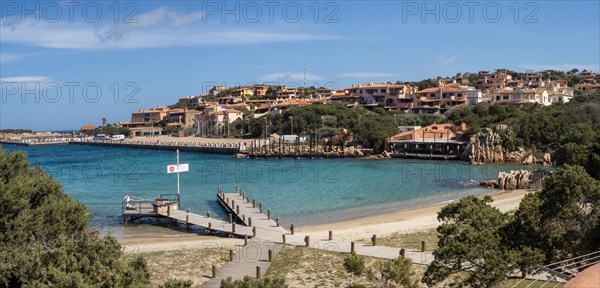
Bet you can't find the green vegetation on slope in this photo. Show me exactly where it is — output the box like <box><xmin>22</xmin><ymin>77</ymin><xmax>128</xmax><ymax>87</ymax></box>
<box><xmin>447</xmin><ymin>94</ymin><xmax>600</xmax><ymax>179</ymax></box>
<box><xmin>0</xmin><ymin>148</ymin><xmax>150</xmax><ymax>287</ymax></box>
<box><xmin>423</xmin><ymin>165</ymin><xmax>600</xmax><ymax>287</ymax></box>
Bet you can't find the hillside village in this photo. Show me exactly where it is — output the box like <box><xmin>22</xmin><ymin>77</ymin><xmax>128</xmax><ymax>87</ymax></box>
<box><xmin>81</xmin><ymin>69</ymin><xmax>600</xmax><ymax>136</ymax></box>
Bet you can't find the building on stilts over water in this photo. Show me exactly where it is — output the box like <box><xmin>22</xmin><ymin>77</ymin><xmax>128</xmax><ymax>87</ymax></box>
<box><xmin>388</xmin><ymin>123</ymin><xmax>467</xmax><ymax>160</ymax></box>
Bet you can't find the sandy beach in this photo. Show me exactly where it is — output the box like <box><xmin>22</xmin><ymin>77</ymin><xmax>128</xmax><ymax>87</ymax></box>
<box><xmin>119</xmin><ymin>190</ymin><xmax>529</xmax><ymax>252</ymax></box>
<box><xmin>298</xmin><ymin>190</ymin><xmax>529</xmax><ymax>241</ymax></box>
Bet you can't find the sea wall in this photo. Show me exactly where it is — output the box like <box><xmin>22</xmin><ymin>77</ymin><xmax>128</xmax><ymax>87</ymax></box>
<box><xmin>461</xmin><ymin>125</ymin><xmax>552</xmax><ymax>166</ymax></box>
<box><xmin>498</xmin><ymin>170</ymin><xmax>548</xmax><ymax>190</ymax></box>
<box><xmin>70</xmin><ymin>141</ymin><xmax>240</xmax><ymax>155</ymax></box>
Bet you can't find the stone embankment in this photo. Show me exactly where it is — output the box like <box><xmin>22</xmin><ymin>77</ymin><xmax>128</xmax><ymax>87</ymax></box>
<box><xmin>492</xmin><ymin>170</ymin><xmax>548</xmax><ymax>190</ymax></box>
<box><xmin>461</xmin><ymin>125</ymin><xmax>552</xmax><ymax>166</ymax></box>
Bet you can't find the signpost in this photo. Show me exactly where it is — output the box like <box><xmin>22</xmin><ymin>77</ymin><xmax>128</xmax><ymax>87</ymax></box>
<box><xmin>167</xmin><ymin>149</ymin><xmax>190</xmax><ymax>195</ymax></box>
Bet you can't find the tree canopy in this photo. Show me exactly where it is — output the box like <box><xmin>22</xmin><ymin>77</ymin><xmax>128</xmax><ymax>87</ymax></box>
<box><xmin>447</xmin><ymin>94</ymin><xmax>600</xmax><ymax>179</ymax></box>
<box><xmin>423</xmin><ymin>165</ymin><xmax>600</xmax><ymax>287</ymax></box>
<box><xmin>0</xmin><ymin>148</ymin><xmax>150</xmax><ymax>287</ymax></box>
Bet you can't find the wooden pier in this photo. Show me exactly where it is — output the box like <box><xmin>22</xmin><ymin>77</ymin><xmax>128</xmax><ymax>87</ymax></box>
<box><xmin>123</xmin><ymin>187</ymin><xmax>434</xmax><ymax>287</ymax></box>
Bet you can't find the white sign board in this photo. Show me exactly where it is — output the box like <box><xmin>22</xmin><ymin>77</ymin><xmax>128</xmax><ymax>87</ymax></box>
<box><xmin>167</xmin><ymin>164</ymin><xmax>190</xmax><ymax>174</ymax></box>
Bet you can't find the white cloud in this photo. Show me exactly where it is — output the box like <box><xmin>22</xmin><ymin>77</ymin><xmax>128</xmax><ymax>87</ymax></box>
<box><xmin>0</xmin><ymin>52</ymin><xmax>25</xmax><ymax>64</ymax></box>
<box><xmin>440</xmin><ymin>56</ymin><xmax>458</xmax><ymax>65</ymax></box>
<box><xmin>519</xmin><ymin>64</ymin><xmax>600</xmax><ymax>71</ymax></box>
<box><xmin>259</xmin><ymin>72</ymin><xmax>322</xmax><ymax>82</ymax></box>
<box><xmin>0</xmin><ymin>8</ymin><xmax>336</xmax><ymax>50</ymax></box>
<box><xmin>339</xmin><ymin>72</ymin><xmax>397</xmax><ymax>78</ymax></box>
<box><xmin>99</xmin><ymin>7</ymin><xmax>204</xmax><ymax>41</ymax></box>
<box><xmin>0</xmin><ymin>76</ymin><xmax>50</xmax><ymax>83</ymax></box>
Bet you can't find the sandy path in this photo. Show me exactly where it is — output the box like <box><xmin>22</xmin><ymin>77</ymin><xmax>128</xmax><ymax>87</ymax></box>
<box><xmin>117</xmin><ymin>235</ymin><xmax>244</xmax><ymax>253</ymax></box>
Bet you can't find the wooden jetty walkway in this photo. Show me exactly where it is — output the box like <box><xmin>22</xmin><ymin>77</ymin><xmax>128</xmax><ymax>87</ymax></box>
<box><xmin>123</xmin><ymin>187</ymin><xmax>434</xmax><ymax>287</ymax></box>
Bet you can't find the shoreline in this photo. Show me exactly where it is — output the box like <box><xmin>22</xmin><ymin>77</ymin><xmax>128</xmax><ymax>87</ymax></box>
<box><xmin>297</xmin><ymin>190</ymin><xmax>531</xmax><ymax>241</ymax></box>
<box><xmin>117</xmin><ymin>190</ymin><xmax>531</xmax><ymax>253</ymax></box>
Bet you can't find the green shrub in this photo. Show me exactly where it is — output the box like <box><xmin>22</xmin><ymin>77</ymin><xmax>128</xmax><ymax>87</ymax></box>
<box><xmin>344</xmin><ymin>254</ymin><xmax>365</xmax><ymax>276</ymax></box>
<box><xmin>221</xmin><ymin>276</ymin><xmax>288</xmax><ymax>288</ymax></box>
<box><xmin>158</xmin><ymin>278</ymin><xmax>194</xmax><ymax>288</ymax></box>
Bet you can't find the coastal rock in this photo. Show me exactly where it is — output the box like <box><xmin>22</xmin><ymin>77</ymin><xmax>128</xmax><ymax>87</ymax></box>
<box><xmin>461</xmin><ymin>128</ymin><xmax>505</xmax><ymax>164</ymax></box>
<box><xmin>498</xmin><ymin>170</ymin><xmax>549</xmax><ymax>190</ymax></box>
<box><xmin>498</xmin><ymin>170</ymin><xmax>533</xmax><ymax>190</ymax></box>
<box><xmin>479</xmin><ymin>180</ymin><xmax>498</xmax><ymax>188</ymax></box>
<box><xmin>461</xmin><ymin>125</ymin><xmax>552</xmax><ymax>166</ymax></box>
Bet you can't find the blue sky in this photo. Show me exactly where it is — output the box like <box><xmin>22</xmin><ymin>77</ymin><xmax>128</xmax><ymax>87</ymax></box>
<box><xmin>0</xmin><ymin>1</ymin><xmax>600</xmax><ymax>131</ymax></box>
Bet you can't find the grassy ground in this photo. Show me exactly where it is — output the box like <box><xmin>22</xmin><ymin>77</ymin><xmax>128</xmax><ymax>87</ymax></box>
<box><xmin>138</xmin><ymin>248</ymin><xmax>228</xmax><ymax>287</ymax></box>
<box><xmin>498</xmin><ymin>279</ymin><xmax>565</xmax><ymax>288</ymax></box>
<box><xmin>359</xmin><ymin>229</ymin><xmax>438</xmax><ymax>251</ymax></box>
<box><xmin>266</xmin><ymin>247</ymin><xmax>425</xmax><ymax>287</ymax></box>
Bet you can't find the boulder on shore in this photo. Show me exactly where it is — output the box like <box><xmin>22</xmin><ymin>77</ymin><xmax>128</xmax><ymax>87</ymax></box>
<box><xmin>461</xmin><ymin>125</ymin><xmax>552</xmax><ymax>166</ymax></box>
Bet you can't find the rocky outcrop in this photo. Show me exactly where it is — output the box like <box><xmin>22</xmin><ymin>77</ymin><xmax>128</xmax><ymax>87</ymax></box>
<box><xmin>498</xmin><ymin>170</ymin><xmax>533</xmax><ymax>190</ymax></box>
<box><xmin>498</xmin><ymin>170</ymin><xmax>549</xmax><ymax>190</ymax></box>
<box><xmin>461</xmin><ymin>128</ymin><xmax>504</xmax><ymax>164</ymax></box>
<box><xmin>479</xmin><ymin>180</ymin><xmax>498</xmax><ymax>188</ymax></box>
<box><xmin>461</xmin><ymin>125</ymin><xmax>552</xmax><ymax>166</ymax></box>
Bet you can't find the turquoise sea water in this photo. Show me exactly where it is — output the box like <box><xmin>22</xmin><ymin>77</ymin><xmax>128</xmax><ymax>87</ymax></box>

● ● ● ●

Locate every line above that contains the word "wooden" and copy each one in full. Case counts.

Bet you can't find the wooden pier in this photo. Show me exactly where it is — output the box like <box><xmin>22</xmin><ymin>77</ymin><xmax>128</xmax><ymax>87</ymax></box>
Bet you can't find the wooden jetty walkway in this photo. Show me exactly where it is — output the box like <box><xmin>22</xmin><ymin>77</ymin><xmax>128</xmax><ymax>87</ymax></box>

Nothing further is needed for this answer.